**Prompt:** Return every line of the listing below so that it matches the original exactly.

**Information shown:**

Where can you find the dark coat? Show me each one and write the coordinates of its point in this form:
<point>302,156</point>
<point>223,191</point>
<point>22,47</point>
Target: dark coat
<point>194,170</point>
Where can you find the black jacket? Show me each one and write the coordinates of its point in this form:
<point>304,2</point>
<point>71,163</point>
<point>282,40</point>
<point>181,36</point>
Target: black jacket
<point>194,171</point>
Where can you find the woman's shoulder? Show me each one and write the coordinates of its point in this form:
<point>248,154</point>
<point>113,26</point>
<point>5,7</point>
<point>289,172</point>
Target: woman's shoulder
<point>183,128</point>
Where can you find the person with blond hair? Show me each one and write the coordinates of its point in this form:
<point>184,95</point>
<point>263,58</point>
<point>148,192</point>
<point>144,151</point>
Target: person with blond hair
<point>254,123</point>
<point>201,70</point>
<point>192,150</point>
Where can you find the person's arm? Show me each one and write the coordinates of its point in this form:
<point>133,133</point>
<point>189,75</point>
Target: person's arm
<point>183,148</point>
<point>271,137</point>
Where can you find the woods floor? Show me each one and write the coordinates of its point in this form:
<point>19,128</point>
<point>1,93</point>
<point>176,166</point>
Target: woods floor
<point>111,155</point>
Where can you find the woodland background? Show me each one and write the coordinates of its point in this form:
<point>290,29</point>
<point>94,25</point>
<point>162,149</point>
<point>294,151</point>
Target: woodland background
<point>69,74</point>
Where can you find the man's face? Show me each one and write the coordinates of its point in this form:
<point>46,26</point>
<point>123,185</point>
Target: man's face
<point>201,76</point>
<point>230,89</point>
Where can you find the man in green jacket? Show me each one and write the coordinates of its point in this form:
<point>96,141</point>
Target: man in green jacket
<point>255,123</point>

**Output:**
Where can you find the dark coat? Show me each one and write the coordinates of its point in this form:
<point>302,156</point>
<point>223,191</point>
<point>22,47</point>
Target: dark coat
<point>194,170</point>
Where can you find the black jacket? Show me each one and write the coordinates of its point in this form:
<point>304,2</point>
<point>71,163</point>
<point>282,40</point>
<point>181,36</point>
Target: black jacket
<point>194,171</point>
Where can you find the woman's shoulder? Show me each one and write the coordinates of its point in this form:
<point>248,154</point>
<point>113,26</point>
<point>5,7</point>
<point>289,172</point>
Target: woman's shoulder
<point>183,128</point>
Where can you find the person with blond hair? Show me each one and write the coordinates of its point in this form:
<point>184,95</point>
<point>263,58</point>
<point>148,192</point>
<point>144,151</point>
Target: person with blond hair
<point>254,123</point>
<point>201,70</point>
<point>192,150</point>
Where can you find the person's arm? Show me each one and write the coordinates of its point in this form:
<point>133,133</point>
<point>189,75</point>
Target: person's arm
<point>183,148</point>
<point>271,137</point>
Where can you find the woods floor? Show me each one and write the coordinates of its point in this form:
<point>19,128</point>
<point>1,93</point>
<point>176,166</point>
Target: woods floor
<point>111,155</point>
Where can you find the woodland background? Show me each one and write the coordinates of its point in this form:
<point>290,29</point>
<point>94,25</point>
<point>162,149</point>
<point>294,151</point>
Target: woodland background
<point>69,74</point>
Where can you find the man's face? Show me each one and write the coordinates of its point in this form:
<point>46,26</point>
<point>123,185</point>
Target: man's face
<point>201,76</point>
<point>230,89</point>
Where can you find the man in green jacket? Show me each one and write the coordinates of its point in this form:
<point>96,141</point>
Target: man in green jacket
<point>255,123</point>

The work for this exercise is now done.